== Data for this task ==

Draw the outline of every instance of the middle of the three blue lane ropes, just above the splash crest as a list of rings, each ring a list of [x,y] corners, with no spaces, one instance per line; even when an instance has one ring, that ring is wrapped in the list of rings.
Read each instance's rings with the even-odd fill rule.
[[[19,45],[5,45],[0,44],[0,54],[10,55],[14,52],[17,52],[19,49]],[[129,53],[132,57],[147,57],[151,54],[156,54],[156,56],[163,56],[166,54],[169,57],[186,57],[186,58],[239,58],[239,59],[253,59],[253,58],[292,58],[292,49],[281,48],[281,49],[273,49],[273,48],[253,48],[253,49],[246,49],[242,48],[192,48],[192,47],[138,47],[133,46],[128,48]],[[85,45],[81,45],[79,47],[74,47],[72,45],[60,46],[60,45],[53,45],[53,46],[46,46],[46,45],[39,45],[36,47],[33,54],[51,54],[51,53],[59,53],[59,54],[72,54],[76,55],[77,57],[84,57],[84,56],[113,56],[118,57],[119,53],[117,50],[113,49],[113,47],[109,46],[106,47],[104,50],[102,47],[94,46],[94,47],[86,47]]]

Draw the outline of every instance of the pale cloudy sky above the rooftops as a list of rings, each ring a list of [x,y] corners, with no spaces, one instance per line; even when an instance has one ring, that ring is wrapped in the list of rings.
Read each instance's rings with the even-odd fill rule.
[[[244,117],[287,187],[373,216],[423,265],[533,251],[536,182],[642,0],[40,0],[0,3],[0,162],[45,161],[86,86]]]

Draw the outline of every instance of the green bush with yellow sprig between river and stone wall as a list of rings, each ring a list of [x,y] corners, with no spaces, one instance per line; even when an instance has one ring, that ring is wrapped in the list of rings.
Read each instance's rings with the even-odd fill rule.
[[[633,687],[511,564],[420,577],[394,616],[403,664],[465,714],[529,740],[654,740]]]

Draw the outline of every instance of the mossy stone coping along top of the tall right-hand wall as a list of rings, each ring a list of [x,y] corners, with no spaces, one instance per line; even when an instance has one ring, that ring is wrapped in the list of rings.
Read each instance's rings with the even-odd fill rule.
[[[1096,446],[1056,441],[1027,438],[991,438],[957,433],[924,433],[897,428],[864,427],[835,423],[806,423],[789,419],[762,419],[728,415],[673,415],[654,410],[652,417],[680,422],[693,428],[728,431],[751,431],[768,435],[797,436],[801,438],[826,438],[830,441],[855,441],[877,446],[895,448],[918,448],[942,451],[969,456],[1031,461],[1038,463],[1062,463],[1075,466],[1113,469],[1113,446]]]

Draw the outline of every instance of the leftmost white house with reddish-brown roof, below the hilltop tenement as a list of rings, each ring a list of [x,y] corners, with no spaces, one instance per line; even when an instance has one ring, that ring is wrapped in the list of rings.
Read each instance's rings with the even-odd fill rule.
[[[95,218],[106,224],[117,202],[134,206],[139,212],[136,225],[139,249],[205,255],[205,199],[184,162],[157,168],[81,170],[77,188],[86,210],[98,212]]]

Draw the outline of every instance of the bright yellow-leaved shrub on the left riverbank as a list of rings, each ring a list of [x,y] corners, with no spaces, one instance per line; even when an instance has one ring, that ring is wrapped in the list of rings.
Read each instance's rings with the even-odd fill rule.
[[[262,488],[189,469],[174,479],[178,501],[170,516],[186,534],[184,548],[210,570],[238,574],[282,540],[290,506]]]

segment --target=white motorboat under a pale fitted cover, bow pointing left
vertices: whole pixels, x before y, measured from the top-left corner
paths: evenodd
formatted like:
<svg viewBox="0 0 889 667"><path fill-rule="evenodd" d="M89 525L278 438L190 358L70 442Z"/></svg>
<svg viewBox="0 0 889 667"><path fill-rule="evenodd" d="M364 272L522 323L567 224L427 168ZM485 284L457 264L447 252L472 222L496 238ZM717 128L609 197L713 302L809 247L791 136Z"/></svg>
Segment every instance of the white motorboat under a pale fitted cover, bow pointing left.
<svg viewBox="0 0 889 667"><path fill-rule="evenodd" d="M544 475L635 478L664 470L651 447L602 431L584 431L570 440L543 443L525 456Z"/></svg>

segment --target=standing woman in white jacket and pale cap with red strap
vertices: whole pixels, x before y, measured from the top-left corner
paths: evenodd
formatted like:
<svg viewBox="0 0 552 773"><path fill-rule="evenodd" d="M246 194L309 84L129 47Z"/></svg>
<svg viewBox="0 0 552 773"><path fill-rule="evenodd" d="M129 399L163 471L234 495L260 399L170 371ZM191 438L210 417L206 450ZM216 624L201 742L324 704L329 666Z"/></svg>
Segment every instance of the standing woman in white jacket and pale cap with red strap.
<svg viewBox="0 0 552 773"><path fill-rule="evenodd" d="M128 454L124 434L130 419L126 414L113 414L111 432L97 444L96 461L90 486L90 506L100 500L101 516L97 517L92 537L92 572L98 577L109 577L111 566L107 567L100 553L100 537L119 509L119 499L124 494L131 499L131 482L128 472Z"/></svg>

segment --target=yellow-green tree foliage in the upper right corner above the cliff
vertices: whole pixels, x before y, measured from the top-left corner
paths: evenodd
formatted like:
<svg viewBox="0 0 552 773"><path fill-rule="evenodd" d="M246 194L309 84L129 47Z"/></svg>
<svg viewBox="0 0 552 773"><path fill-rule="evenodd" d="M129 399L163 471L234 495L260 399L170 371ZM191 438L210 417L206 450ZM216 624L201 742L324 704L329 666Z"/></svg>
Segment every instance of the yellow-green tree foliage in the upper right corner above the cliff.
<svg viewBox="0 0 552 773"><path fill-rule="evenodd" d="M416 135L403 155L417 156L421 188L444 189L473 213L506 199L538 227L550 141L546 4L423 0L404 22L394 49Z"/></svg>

===

→ Exercise
Restate all entries above verbatim.

→ Answer for this exercise
Draw the outline of every instance of the middle of the three blue lane ropes, just above the splash crest as a list of rings, each ring a list of [x,y] corners, with no spaces, one instance per line; even when an instance has one ring, that ring is wrapped in the list of rings.
Read each instance's rings with the even-odd fill rule.
[[[19,45],[5,45],[0,44],[0,54],[10,55],[14,52],[17,52],[19,49]],[[129,53],[132,57],[147,57],[151,54],[156,54],[156,56],[163,56],[166,54],[169,57],[186,57],[186,58],[239,58],[239,59],[253,59],[253,58],[292,58],[292,49],[281,48],[281,49],[273,49],[273,48],[253,48],[253,49],[246,49],[242,48],[192,48],[192,47],[138,47],[133,46],[128,48]],[[85,45],[81,45],[79,47],[74,47],[72,45],[60,46],[60,45],[53,45],[53,46],[46,46],[46,45],[39,45],[36,47],[33,54],[51,54],[51,53],[59,53],[59,54],[72,54],[76,55],[77,57],[84,57],[84,56],[113,56],[118,57],[119,53],[117,50],[113,49],[113,47],[109,46],[106,47],[104,50],[102,47],[94,46],[94,47],[86,47]]]

Draw the outline of every instance of the pale cloudy sky above the rooftops as a list of rings, each ring a list of [x,y] corners, with no spaces, one instance per line; even when an instance has one ring, that ring is wrapped in the list of rings.
Read each instance's rings with the even-odd fill rule.
[[[244,117],[287,187],[373,216],[423,265],[533,251],[536,182],[642,0],[40,0],[0,3],[0,162],[45,161],[86,86]]]

Draw the outline of every instance of the green bush with yellow sprig between river and stone wall as a list of rings, each ring a list of [x,y] corners, with no spaces, one instance per line; even when an instance has one ring, that ring is wrapped in the list of rings.
Read each instance's rings with the even-odd fill rule.
[[[633,687],[511,564],[420,577],[394,616],[403,664],[465,714],[529,740],[654,740]]]

Draw the outline of every instance of the mossy stone coping along top of the tall right-hand wall as a list of rings, each ring a list of [x,y] corners, with no spaces, one instance per line; even when an instance has one ring, that ring is wrapped in the list of rings.
Read each instance's rings with the even-odd fill rule.
[[[1096,446],[1056,441],[1027,438],[991,438],[957,433],[924,433],[897,428],[864,427],[835,423],[806,423],[789,419],[762,419],[728,415],[673,415],[654,410],[652,417],[680,422],[693,428],[728,431],[751,431],[768,435],[797,436],[801,438],[826,438],[830,441],[855,441],[877,446],[895,448],[918,448],[942,451],[969,456],[1031,461],[1038,463],[1062,463],[1075,466],[1113,469],[1113,446]]]

Draw the outline of every instance of the leftmost white house with reddish-brown roof, below the hilltop tenement as a list of rings, each ring a list of [x,y] corners, with no spaces, one instance per line; even when an instance has one ring, that ring is wrapped in the list of rings.
Read each instance's rings with the even-odd fill rule.
[[[95,218],[106,224],[117,202],[134,206],[139,212],[136,225],[139,249],[205,255],[205,199],[184,162],[157,168],[81,170],[77,188],[86,210],[98,212]]]

Draw the outline of every instance of the bright yellow-leaved shrub on the left riverbank as a list of rings, each ring a list of [x,y] corners, with no spaces, one instance per line; even when an instance has one ring, that ring is wrapped in the list of rings.
Read each instance's rings with the even-odd fill rule.
[[[262,488],[189,469],[174,479],[178,501],[170,516],[186,534],[184,548],[210,570],[238,574],[282,540],[290,506]]]

segment --target=white motorboat under a pale fitted cover, bow pointing left
vertices: whole pixels, x before y, measured from the top-left corner
paths: evenodd
formatted like:
<svg viewBox="0 0 889 667"><path fill-rule="evenodd" d="M89 525L278 438L190 358L70 442Z"/></svg>
<svg viewBox="0 0 889 667"><path fill-rule="evenodd" d="M364 272L522 323L567 224L427 168ZM485 284L457 264L447 252L472 222L496 238ZM717 128L609 197L713 302L809 247L791 136Z"/></svg>
Segment every instance of the white motorboat under a pale fitted cover, bow pointing left.
<svg viewBox="0 0 889 667"><path fill-rule="evenodd" d="M544 475L635 478L664 470L651 447L602 431L584 431L570 440L543 443L525 456Z"/></svg>

segment --target=standing woman in white jacket and pale cap with red strap
vertices: whole pixels, x before y, measured from the top-left corner
paths: evenodd
formatted like:
<svg viewBox="0 0 552 773"><path fill-rule="evenodd" d="M246 194L309 84L129 47Z"/></svg>
<svg viewBox="0 0 552 773"><path fill-rule="evenodd" d="M129 399L163 471L234 495L260 399L170 371ZM191 438L210 417L206 450ZM216 624L201 742L324 704L329 666Z"/></svg>
Segment every instance of the standing woman in white jacket and pale cap with red strap.
<svg viewBox="0 0 552 773"><path fill-rule="evenodd" d="M128 454L124 434L130 419L126 414L113 414L111 432L97 444L96 461L90 486L90 506L100 500L101 516L97 517L92 537L92 572L98 577L109 577L111 566L107 567L100 553L100 537L119 509L119 499L124 494L131 499L131 482L128 472Z"/></svg>

segment --target=yellow-green tree foliage in the upper right corner above the cliff
vertices: whole pixels, x before y, measured from the top-left corner
paths: evenodd
formatted like:
<svg viewBox="0 0 552 773"><path fill-rule="evenodd" d="M246 194L309 84L129 47Z"/></svg>
<svg viewBox="0 0 552 773"><path fill-rule="evenodd" d="M129 399L163 471L234 495L260 399L170 371ZM191 438L210 417L206 450ZM216 624L201 742L324 704L329 666Z"/></svg>
Segment every instance of the yellow-green tree foliage in the upper right corner above the cliff.
<svg viewBox="0 0 552 773"><path fill-rule="evenodd" d="M416 135L403 155L417 156L421 188L444 189L473 213L506 199L538 227L550 141L546 4L423 0L404 22L394 49Z"/></svg>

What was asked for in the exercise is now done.